# What needs to be done
Decide whether each statement agrees with the text on Mexican Dynasties, answering yes or no and quoting the deciding words from that text: (a) Adan is the elder son of Fernando and Mari. (b) Jenny represented Puerto Rico in Miss World 2009. (c) Mari was born in Puerto Rico.

# Document
____________________
Mexican Dynasties is a television series on the American television network Bravo, which premiered on February 26, 2019.

Overview 
Mexican Dynasties follows three wealthy families in Mexico City and their over-the-top lifestyles. The Allendes, Bessudos, and Madrazos are connected to one another through personal and professional relationships dating back decades.

Cast

The Allende family

Fernando Allende 
Considered the ultimate heartthrob in his earlier years, Fernando has enjoyed an illustrious career as a singer, actor, and artist, and serves as the backbone of his family. He married Mari in the late 1980s and the couple have two sons, Elan and Adan.

Mari Allende 
Puerto Rico-born Mari works as her husband's manager.

Adan Allende 
The younger son of Fernando and Mari, Adan is trying to start a solo career in the music industry and move away from his father's shadow.

Elan Allende 
The elder son of Fernando and Mari, Elan has made a career in commercial real estate but is also trying to make it in the music industry with his wife, Jenny. The couple are in a latin pop duo called Shambayah, which merges "tropical, urban, pop and reggae influences." During season one, Elan is working to fix a strained relationship with his father and brother, caused by his decision to leave the band he and his brother shared.

Jenny Allende Colón 
Jenny is a Puerto Rican singer, TV host, model, and pageant queen, who represented Puerto Rico in Miss World 2009. She and her husband, Elan, have two children, María Valentina and Fernando José. During season one, Jenny tries to solidify her place within the Allende family when she and Elan move to Mexico City; she's often at odds with Fernando and Mari, who never approved of her marrying their son.
____________________
# Source material
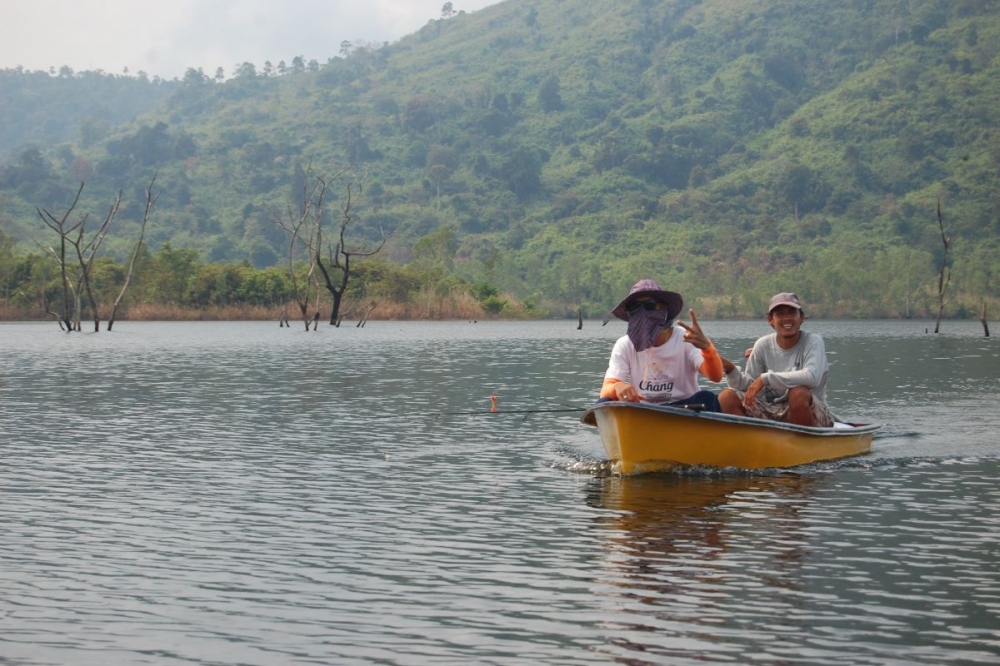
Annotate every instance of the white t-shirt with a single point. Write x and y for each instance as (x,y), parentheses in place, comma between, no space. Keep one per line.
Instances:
____________________
# Exercise result
(a) No: "The younger son of Fernando and Mari, Adan"
(b) Yes: "who represented Puerto Rico in Miss World 2009"
(c) Yes: "Puerto Rico-born Mari"